Finies les ambitions de réforme systémique avec la création d’un système universel de retraite par points, jugé trop complexe et trop anxiogène. Abandonnée également l’idée d’une réforme purement « financière » qui se bornerait à des mesures paramétriques censées résorber le déficit structurel des retraites.

Pour être pleinement efficace et acceptable par les parties prenantes, en particulier des organisations syndicales de salariés (très hostiles au projet), le Gouvernement a décidé de ne pas traiter le sujet uniquement sous l’angle de l’augmentation de la quantité de travail et d’un éventuel recul de l’âge de la retraite. La future réforme devra également tenir compte des enjeux d’emploi et de reconversion des séniors, d’équité et d’usure au travail.

Après avoir un temps envisagé de « passer en force » par la loi de financement de la Sécurité sociale, le Gouvernement a finalement décidé de privilégier le dialogue : une concertation pilotée par le ministre du Travail Olivier Dussopt a été lancée début octobre avec les organisations syndicales et patronales représentatives, à l’issue de laquelle le Gouvernement fera des arbitrages et présentera un projet de loi dédié en vue d’une mise en œuvre au début de l’été prochain.

Après avoir resitué le contexte et les enjeux, nous évoquerons les premières pistes mises sur la table par le Gouvernement.

Le système de retraite devra faire face à court terme à un déficit structurel durable

L’analyse réalisée par le Conseil d’orientation des retraites sur la situation et les perspectives du système de retraite dans son dernier rapport publié le 15 septembre dernier ne laisse guère de place aux doutes : si la situation s’est redressée en 2021 (excédent de 900 millions d’euros) après plusieurs années de déficits, et devrait encore s’améliorer en 2022 (+ 3,2 milliards d’euros), ce bon résultat traduit surtout un phénomène conjoncturel lié au rebond d’activité après la crise sanitaire.

Sans réforme, la situation devrait en effet se dégrader à nouveau dès 2023 et sur une longue période. A moyen terme, le déficit devrait atteindre une dizaine de milliards d’euros en 2027, et même une vingtaine de milliards d’ici 2032, quelles que soient les hypothèses économiques ou démographiques utilisées.

Cela s’explique non pas par une augmentation du niveau de dépenses de retraite, qui devrait rester globalement stable même s’il a atteint 345 milliards d’euros en 2021 (23,4 % de l’ensemble des dépenses publiques) soit près de 15 % de la richesse produite par le pays, mais par une diminution des recettes. Outre une faible croissance économique, cela s’expliquerait également par les mesures d’économie réalisées sur la masse salariale de la fonction publique.

La problématique n’est pas uniquement financière, il y a également un sujet d’équité intra et intergénérationnel. À législation constante, le taux de remplacement (ratio entre le niveau de salaire et le niveau de pension) devrait diminuer sensiblement, passant de 50 % en 2020 à 31 % en 2070, avec en conséquence une baisse du niveau de vie relatif des retraités. Les modalités actuelles de calcul de la retraite sont par ailleurs génératrices d’inégalités entre les secteurs d’activité (privé, fonction publique, régimes spéciaux) ou encore entre les sexes qui doivent être traitées.

• DONNÉES FOURNIES

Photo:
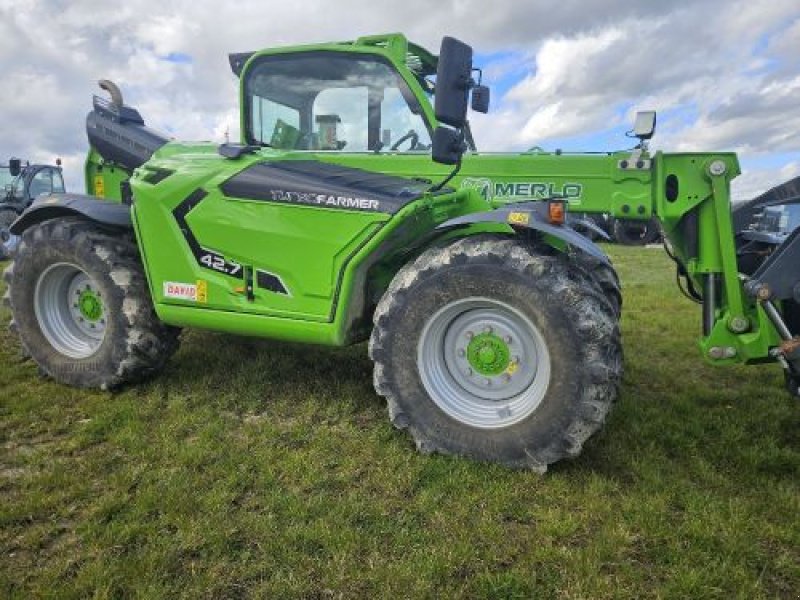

• TÂCHES À RÉALISER
1. Relevez, par ordre chronologique, toutes les années écrites en chiffres dans le passage sur la réforme des retraites, en citant chacune une seule fois.
2. Reprenez le passage sur la réforme des retraites là où il s'arrête.

• RÉSULTATS OBTENUS
1. 2020, 2021, 2022, 2023, 2027, 2032, 2070

2.
Fort de ces constats, le Gouvernement a donc (re)confirmé son intention de réformer le système. Il s’agit de prendre une ou des mesures paramétriques afin d’assurer la pérennité financière du système, tout en intégrant des mesures « sociales » ambitieuses.

La concertation est séquencée autour de 3 « cycles » pour une conclusion d’ici la fin de l’année :

  • « Emploi des séniors et prévention de l’usure professionnelle » (en cours)
  • « Equité et justice sociale » (à compter du 7 novembre)
  • « Equilibre du système des retraites » (à compter du 28 novembre)

Lancement du cycle 1 de la concertation « Emploi des seniors et prévention de l’usure professionnelle »

Ce 1er cycle de concertation a été décomposé en sous-thématiques par le Gouvernement :

  • Freins au maintien et au retour en emploi des seniors
  • Dispositifs de transition entre l’activité et la retraite
  • Prévention de l’usure professionnelle tout au long de la carrière
  • Départs anticipés
  • Accès à la formation des seniors, incitations au retour en emploi et lutte contre les discriminations liées à l’âge

Sur la meilleure prise en compte de l’usure professionnelle

Il s’agit d’un des sujets les plus sensibles, car très complexe, de cette concertation. L’ensemble des organisations syndicales ont fait de la pénibilité au travail un enjeu prioritaire qui conditionnera tout soutien éventuel (mais peu probable) à une mesure d’âge.

Le Gouvernement a d’ores et déjà annoncé son intention de « renforcer » le mécanisme du compte professionnel de prévention (C2P) pour mieux prendre en compte l’évolution des risques professionnels dans le secteur privé. Pour mémoire son fonctionnement repose sur le cumul de points par les salariés en fonction de leur exposition à une liste de risques, utilisables sous différentes formes et dans des conditions précises : formation professionnelle, passage à temps partiel sans perte de rémunération et anticipation du départ en retraite.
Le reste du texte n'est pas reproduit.